■ **Task to carry out**: Rewrite every line of the listing below as a JSON list of strings, one string per line, skipping blank lines. Leave the pictures out of your answer.

Object detection data
********

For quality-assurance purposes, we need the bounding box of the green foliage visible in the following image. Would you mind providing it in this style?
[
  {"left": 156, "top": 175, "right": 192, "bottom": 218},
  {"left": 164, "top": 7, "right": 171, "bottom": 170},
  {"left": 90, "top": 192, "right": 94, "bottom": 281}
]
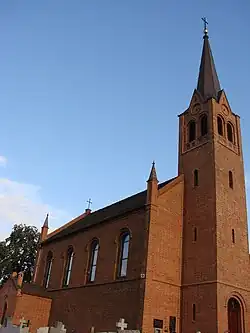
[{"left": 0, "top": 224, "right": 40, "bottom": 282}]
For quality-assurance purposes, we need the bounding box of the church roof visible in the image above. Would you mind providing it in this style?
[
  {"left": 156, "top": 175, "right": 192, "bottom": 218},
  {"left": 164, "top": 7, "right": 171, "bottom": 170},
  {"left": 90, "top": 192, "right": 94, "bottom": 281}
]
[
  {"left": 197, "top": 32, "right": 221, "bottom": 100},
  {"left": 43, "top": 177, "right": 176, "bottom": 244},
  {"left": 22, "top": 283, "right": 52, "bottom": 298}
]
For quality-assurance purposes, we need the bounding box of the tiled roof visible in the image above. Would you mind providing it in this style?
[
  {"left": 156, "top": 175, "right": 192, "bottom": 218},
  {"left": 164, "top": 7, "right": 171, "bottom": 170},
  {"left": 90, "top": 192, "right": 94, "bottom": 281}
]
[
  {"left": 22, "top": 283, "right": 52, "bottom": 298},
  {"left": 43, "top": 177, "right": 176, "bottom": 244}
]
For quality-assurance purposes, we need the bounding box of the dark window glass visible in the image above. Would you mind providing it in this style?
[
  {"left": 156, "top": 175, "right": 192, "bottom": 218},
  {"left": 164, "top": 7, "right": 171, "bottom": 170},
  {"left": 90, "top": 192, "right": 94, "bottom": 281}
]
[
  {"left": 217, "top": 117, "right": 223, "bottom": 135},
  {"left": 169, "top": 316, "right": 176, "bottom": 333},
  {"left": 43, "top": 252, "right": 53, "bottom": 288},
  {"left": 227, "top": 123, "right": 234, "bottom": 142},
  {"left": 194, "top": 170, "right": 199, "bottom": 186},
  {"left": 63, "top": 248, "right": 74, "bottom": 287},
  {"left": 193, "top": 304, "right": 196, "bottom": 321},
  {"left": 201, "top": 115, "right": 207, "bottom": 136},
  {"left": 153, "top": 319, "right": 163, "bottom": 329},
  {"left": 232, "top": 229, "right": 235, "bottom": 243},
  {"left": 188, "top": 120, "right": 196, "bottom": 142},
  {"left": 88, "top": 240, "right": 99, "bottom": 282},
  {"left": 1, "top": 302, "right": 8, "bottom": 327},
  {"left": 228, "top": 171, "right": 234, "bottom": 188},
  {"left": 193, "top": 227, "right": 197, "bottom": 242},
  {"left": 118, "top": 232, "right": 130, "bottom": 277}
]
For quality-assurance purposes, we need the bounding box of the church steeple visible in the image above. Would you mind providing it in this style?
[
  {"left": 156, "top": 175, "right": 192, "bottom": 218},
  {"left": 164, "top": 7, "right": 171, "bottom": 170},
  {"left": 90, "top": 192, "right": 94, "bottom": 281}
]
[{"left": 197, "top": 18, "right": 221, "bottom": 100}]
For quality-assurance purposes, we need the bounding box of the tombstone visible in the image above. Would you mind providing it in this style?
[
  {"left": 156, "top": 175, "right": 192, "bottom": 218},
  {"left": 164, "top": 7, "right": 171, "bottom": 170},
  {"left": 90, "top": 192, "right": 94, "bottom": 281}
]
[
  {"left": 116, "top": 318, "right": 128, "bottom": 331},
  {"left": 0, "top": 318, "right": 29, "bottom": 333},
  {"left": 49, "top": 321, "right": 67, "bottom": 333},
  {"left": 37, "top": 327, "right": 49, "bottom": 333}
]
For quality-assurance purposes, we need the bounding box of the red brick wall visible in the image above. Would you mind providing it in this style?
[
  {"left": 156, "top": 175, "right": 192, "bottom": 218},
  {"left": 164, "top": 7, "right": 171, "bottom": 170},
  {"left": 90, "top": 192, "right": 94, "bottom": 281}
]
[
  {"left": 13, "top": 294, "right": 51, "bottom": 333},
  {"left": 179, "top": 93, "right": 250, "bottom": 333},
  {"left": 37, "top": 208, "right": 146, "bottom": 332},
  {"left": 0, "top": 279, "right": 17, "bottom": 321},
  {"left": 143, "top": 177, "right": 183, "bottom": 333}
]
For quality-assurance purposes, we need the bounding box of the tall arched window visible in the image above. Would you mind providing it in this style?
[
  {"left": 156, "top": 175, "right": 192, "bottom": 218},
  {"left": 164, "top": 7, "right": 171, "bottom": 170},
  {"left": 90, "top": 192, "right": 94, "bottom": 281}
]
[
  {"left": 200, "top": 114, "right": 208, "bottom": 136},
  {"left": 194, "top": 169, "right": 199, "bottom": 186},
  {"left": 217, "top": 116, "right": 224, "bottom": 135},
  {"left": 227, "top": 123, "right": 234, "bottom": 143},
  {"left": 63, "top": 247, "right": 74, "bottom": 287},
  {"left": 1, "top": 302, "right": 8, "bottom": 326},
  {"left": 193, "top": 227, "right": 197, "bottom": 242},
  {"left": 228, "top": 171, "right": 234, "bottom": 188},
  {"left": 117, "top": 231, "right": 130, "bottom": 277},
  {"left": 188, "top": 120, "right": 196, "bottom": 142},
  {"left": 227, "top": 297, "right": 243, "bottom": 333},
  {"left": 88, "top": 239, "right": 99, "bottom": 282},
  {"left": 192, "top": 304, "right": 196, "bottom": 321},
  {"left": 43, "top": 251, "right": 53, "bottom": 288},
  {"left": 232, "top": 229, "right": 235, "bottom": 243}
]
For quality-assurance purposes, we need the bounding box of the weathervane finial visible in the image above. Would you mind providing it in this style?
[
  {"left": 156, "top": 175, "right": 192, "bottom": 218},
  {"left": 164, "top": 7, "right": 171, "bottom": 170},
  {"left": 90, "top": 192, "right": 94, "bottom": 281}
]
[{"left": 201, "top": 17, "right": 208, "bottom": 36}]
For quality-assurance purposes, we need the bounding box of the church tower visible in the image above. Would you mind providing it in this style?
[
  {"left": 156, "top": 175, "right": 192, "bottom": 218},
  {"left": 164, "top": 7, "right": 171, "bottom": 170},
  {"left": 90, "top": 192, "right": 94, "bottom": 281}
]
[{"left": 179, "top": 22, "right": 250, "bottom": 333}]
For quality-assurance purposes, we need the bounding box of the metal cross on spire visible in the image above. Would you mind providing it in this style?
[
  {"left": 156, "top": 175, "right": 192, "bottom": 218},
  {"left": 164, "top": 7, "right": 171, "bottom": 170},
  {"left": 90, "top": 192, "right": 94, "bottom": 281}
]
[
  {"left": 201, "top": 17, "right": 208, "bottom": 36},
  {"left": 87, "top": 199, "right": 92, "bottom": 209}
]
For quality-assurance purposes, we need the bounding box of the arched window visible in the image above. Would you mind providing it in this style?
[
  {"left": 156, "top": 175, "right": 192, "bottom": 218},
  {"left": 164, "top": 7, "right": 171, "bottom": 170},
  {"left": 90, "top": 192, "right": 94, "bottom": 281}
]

********

■ **Reply to the task**:
[
  "For quality-assurance purposes, we need the bounding box of the green foliage visible in the following image. Would you mind providing it in this style?",
  "[",
  "  {\"left\": 156, \"top\": 175, \"right\": 192, \"bottom\": 218},",
  "  {\"left\": 164, \"top\": 7, \"right\": 171, \"bottom\": 170},",
  "  {\"left\": 90, \"top\": 192, \"right\": 94, \"bottom\": 281}",
  "]",
  "[{\"left\": 0, \"top\": 224, \"right\": 40, \"bottom\": 282}]",
  "For quality-assurance purposes, we need the bounding box of the church roof visible in the image above. Would you mind providing it in this style?",
  "[",
  "  {\"left\": 156, \"top\": 175, \"right\": 192, \"bottom\": 218},",
  "  {\"left\": 164, \"top\": 7, \"right\": 171, \"bottom\": 170},",
  "  {\"left\": 90, \"top\": 192, \"right\": 94, \"bottom\": 281}",
  "]",
  "[",
  "  {\"left\": 197, \"top\": 32, \"right\": 221, \"bottom\": 100},",
  "  {\"left\": 43, \"top\": 177, \"right\": 176, \"bottom\": 244},",
  "  {\"left\": 22, \"top\": 283, \"right\": 52, \"bottom\": 298}",
  "]",
  "For quality-assurance purposes, we need the bounding box of the tiled roof visible in the image above. Would you mind providing it in this style?",
  "[",
  "  {\"left\": 156, \"top\": 175, \"right\": 192, \"bottom\": 218},",
  "  {\"left\": 164, \"top\": 7, \"right\": 171, \"bottom\": 170},",
  "  {\"left\": 90, \"top\": 192, \"right\": 94, \"bottom\": 281}",
  "]",
  "[",
  "  {\"left\": 22, \"top\": 283, \"right\": 52, \"bottom\": 298},",
  "  {\"left\": 43, \"top\": 177, \"right\": 176, \"bottom\": 244}",
  "]",
  "For quality-assurance purposes, we need the bounding box of the dark window glass visible in the image above. Would you mind providing it in this style?",
  "[",
  "  {\"left\": 156, \"top\": 175, \"right\": 192, \"bottom\": 218},",
  "  {\"left\": 164, \"top\": 7, \"right\": 171, \"bottom\": 170},",
  "  {\"left\": 90, \"top\": 192, \"right\": 94, \"bottom\": 281}",
  "]",
  "[",
  "  {\"left\": 217, \"top\": 117, \"right\": 223, \"bottom\": 135},",
  "  {\"left\": 169, \"top\": 316, \"right\": 176, \"bottom\": 333},",
  "  {\"left\": 43, \"top\": 252, \"right\": 53, \"bottom\": 288},",
  "  {\"left\": 227, \"top\": 123, \"right\": 234, \"bottom\": 142},",
  "  {\"left\": 194, \"top\": 170, \"right\": 199, \"bottom\": 186},",
  "  {\"left\": 63, \"top\": 248, \"right\": 74, \"bottom\": 287},",
  "  {\"left\": 193, \"top\": 304, \"right\": 196, \"bottom\": 321},",
  "  {\"left\": 201, \"top\": 115, \"right\": 207, \"bottom\": 136},",
  "  {\"left\": 153, \"top\": 319, \"right\": 163, \"bottom\": 329},",
  "  {\"left\": 232, \"top\": 229, \"right\": 235, \"bottom\": 243},",
  "  {\"left\": 188, \"top\": 120, \"right\": 196, \"bottom\": 142},",
  "  {\"left\": 88, \"top\": 240, \"right\": 99, \"bottom\": 282},",
  "  {\"left\": 1, \"top\": 302, \"right\": 8, \"bottom\": 327},",
  "  {\"left\": 228, \"top\": 171, \"right\": 234, \"bottom\": 188},",
  "  {\"left\": 193, \"top\": 227, \"right\": 197, \"bottom\": 242},",
  "  {\"left\": 118, \"top\": 232, \"right\": 130, \"bottom\": 277}",
  "]",
  "For quality-assurance purposes, we need the bounding box of the church steeple visible in the image above. Would you mind providing it in this style?",
  "[",
  "  {\"left\": 156, \"top\": 175, \"right\": 192, \"bottom\": 218},",
  "  {\"left\": 164, \"top\": 7, \"right\": 171, \"bottom\": 170},",
  "  {\"left\": 90, \"top\": 192, \"right\": 94, \"bottom\": 281}",
  "]",
  "[{\"left\": 197, \"top\": 18, \"right\": 221, \"bottom\": 100}]",
  "For quality-assurance purposes, we need the bounding box of the tombstone visible in the image above. Would you mind providing it in this style?",
  "[",
  "  {\"left\": 156, \"top\": 175, \"right\": 192, \"bottom\": 218},",
  "  {\"left\": 164, \"top\": 7, \"right\": 171, \"bottom\": 170},",
  "  {\"left\": 90, \"top\": 192, \"right\": 94, \"bottom\": 281}",
  "]",
  "[",
  "  {\"left\": 116, \"top\": 318, \"right\": 128, \"bottom\": 331},",
  "  {\"left\": 0, \"top\": 318, \"right\": 29, \"bottom\": 333},",
  "  {\"left\": 49, \"top\": 321, \"right\": 67, \"bottom\": 333},",
  "  {\"left\": 37, \"top\": 327, \"right\": 49, \"bottom\": 333}",
  "]",
  "For quality-assurance purposes, we need the bounding box of the red brick wall visible in the image above. Would you mind providing it in this style?",
  "[",
  "  {\"left\": 156, \"top\": 175, \"right\": 192, \"bottom\": 218},",
  "  {\"left\": 164, \"top\": 7, \"right\": 171, \"bottom\": 170},",
  "  {\"left\": 90, \"top\": 192, \"right\": 94, \"bottom\": 281}",
  "]",
  "[",
  "  {\"left\": 13, \"top\": 294, \"right\": 51, \"bottom\": 333},",
  "  {\"left\": 179, \"top\": 93, \"right\": 250, \"bottom\": 333},",
  "  {\"left\": 37, \"top\": 208, \"right\": 146, \"bottom\": 332},",
  "  {\"left\": 0, \"top\": 279, \"right\": 17, \"bottom\": 321},",
  "  {\"left\": 143, \"top\": 177, \"right\": 183, \"bottom\": 333}",
  "]",
  "For quality-assurance purposes, we need the bounding box of the tall arched window visible in the image above. Would you mind providing it in this style?",
  "[",
  "  {\"left\": 156, \"top\": 175, \"right\": 192, \"bottom\": 218},",
  "  {\"left\": 164, \"top\": 7, \"right\": 171, \"bottom\": 170},",
  "  {\"left\": 90, \"top\": 192, \"right\": 94, \"bottom\": 281}",
  "]",
  "[",
  "  {\"left\": 200, \"top\": 114, \"right\": 208, \"bottom\": 136},",
  "  {\"left\": 194, \"top\": 169, \"right\": 199, \"bottom\": 186},",
  "  {\"left\": 217, \"top\": 116, \"right\": 224, \"bottom\": 135},",
  "  {\"left\": 227, \"top\": 123, \"right\": 234, \"bottom\": 143},",
  "  {\"left\": 63, \"top\": 247, \"right\": 74, \"bottom\": 287},",
  "  {\"left\": 1, \"top\": 302, \"right\": 8, \"bottom\": 326},",
  "  {\"left\": 193, \"top\": 227, \"right\": 197, \"bottom\": 242},",
  "  {\"left\": 228, \"top\": 171, \"right\": 234, \"bottom\": 188},",
  "  {\"left\": 117, \"top\": 231, \"right\": 130, \"bottom\": 277},",
  "  {\"left\": 188, \"top\": 120, \"right\": 196, \"bottom\": 142},",
  "  {\"left\": 227, \"top\": 297, \"right\": 243, \"bottom\": 333},",
  "  {\"left\": 88, \"top\": 239, \"right\": 99, \"bottom\": 282},",
  "  {\"left\": 192, \"top\": 304, \"right\": 196, \"bottom\": 321},",
  "  {\"left\": 43, \"top\": 251, \"right\": 53, \"bottom\": 288},",
  "  {\"left\": 232, \"top\": 229, \"right\": 235, \"bottom\": 243}",
  "]",
  "For quality-assurance purposes, we need the bounding box of the weathervane finial visible in the image above. Would you mind providing it in this style?",
  "[",
  "  {\"left\": 156, \"top\": 175, \"right\": 192, \"bottom\": 218},",
  "  {\"left\": 164, \"top\": 7, \"right\": 171, \"bottom\": 170},",
  "  {\"left\": 90, \"top\": 192, \"right\": 94, \"bottom\": 281}",
  "]",
  "[{\"left\": 201, \"top\": 17, \"right\": 208, \"bottom\": 36}]",
  "For quality-assurance purposes, we need the bounding box of the church tower visible in the image above. Would you mind providing it in this style?",
  "[",
  "  {\"left\": 156, \"top\": 175, \"right\": 192, \"bottom\": 218},",
  "  {\"left\": 164, \"top\": 7, \"right\": 171, \"bottom\": 170},",
  "  {\"left\": 90, \"top\": 192, \"right\": 94, \"bottom\": 281}",
  "]",
  "[{\"left\": 179, \"top\": 22, \"right\": 250, \"bottom\": 333}]",
  "For quality-assurance purposes, we need the bounding box of the metal cross on spire visible in the image above. Would you mind providing it in this style?",
  "[",
  "  {\"left\": 156, \"top\": 175, \"right\": 192, \"bottom\": 218},",
  "  {\"left\": 164, \"top\": 7, \"right\": 171, \"bottom\": 170},",
  "  {\"left\": 90, \"top\": 192, \"right\": 94, \"bottom\": 281}",
  "]",
  "[",
  "  {\"left\": 201, \"top\": 17, \"right\": 208, \"bottom\": 36},",
  "  {\"left\": 87, \"top\": 199, \"right\": 92, \"bottom\": 209}",
  "]",
  "For quality-assurance purposes, we need the bounding box of the arched window visible in the image above. Would you mind providing it in this style?",
  "[",
  "  {\"left\": 156, \"top\": 175, \"right\": 192, \"bottom\": 218},",
  "  {\"left\": 164, \"top\": 7, \"right\": 171, \"bottom\": 170},",
  "  {\"left\": 90, \"top\": 192, \"right\": 94, \"bottom\": 281}",
  "]"
]